[DATA SECTION]

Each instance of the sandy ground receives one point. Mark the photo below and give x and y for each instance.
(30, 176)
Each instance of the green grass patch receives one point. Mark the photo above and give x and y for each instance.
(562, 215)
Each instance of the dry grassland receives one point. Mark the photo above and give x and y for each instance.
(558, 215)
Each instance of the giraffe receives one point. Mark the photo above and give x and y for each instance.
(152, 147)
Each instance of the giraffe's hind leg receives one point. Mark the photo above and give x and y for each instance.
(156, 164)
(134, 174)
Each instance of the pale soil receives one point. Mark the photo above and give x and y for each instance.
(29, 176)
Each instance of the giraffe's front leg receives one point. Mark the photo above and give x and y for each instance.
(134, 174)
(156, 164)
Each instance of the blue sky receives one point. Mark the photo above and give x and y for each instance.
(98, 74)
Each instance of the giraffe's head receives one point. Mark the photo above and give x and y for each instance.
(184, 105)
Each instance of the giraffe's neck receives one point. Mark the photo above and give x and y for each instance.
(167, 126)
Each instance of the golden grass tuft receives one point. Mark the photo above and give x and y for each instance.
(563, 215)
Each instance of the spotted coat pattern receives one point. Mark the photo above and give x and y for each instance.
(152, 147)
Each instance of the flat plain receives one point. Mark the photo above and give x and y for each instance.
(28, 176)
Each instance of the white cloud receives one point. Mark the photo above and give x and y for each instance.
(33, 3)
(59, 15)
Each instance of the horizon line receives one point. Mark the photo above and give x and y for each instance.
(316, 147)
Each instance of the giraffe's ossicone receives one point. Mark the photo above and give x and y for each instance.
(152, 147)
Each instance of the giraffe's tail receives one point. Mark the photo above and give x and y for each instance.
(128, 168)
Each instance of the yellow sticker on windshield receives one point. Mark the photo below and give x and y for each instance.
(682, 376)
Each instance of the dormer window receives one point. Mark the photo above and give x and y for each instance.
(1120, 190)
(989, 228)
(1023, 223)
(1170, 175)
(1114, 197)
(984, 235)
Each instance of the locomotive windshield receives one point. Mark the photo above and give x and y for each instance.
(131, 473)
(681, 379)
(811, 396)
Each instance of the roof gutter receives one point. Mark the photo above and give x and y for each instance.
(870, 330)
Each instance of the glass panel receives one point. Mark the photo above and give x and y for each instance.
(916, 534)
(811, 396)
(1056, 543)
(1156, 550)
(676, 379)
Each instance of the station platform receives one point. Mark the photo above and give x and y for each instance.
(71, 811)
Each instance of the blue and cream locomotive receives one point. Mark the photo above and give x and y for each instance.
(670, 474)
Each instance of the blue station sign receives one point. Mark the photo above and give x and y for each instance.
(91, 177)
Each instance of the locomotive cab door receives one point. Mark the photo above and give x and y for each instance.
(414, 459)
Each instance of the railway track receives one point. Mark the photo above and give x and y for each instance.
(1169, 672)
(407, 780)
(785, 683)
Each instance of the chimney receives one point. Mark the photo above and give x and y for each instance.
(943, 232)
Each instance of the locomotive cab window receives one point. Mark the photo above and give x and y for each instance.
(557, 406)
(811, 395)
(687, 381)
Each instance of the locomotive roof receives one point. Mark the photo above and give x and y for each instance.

[WORK REQUIRED] In the records above, find the line containing "Each instance of the blue and" and print it and every later line exactly, through the last one.

[EXERCISE SOLUTION]
Each instance of the blue and cream locomotive receives one point. Mark the photo above and give x and y for each instance.
(670, 474)
Each instance of the blue station sign receives one point. Mark the photo above and give x and y for each instance.
(91, 177)
Each instance of the locomotive cab door receives one point. Mark the photo above and give x and y for each instance.
(414, 459)
Each instance of the railway track receives one point. Mark the photo above and give x and y for each instance.
(1169, 672)
(407, 780)
(785, 683)
Each instance of the chimney receives one point. Mark the photo above and give x and y for each instance.
(943, 232)
Each instance of the locomotive cab window receives one point. Mark the photo above and give x and y for each instance.
(557, 406)
(811, 395)
(687, 381)
Each instance of the locomotive roof receives one point. Mark the photo above and give x and y for each instance.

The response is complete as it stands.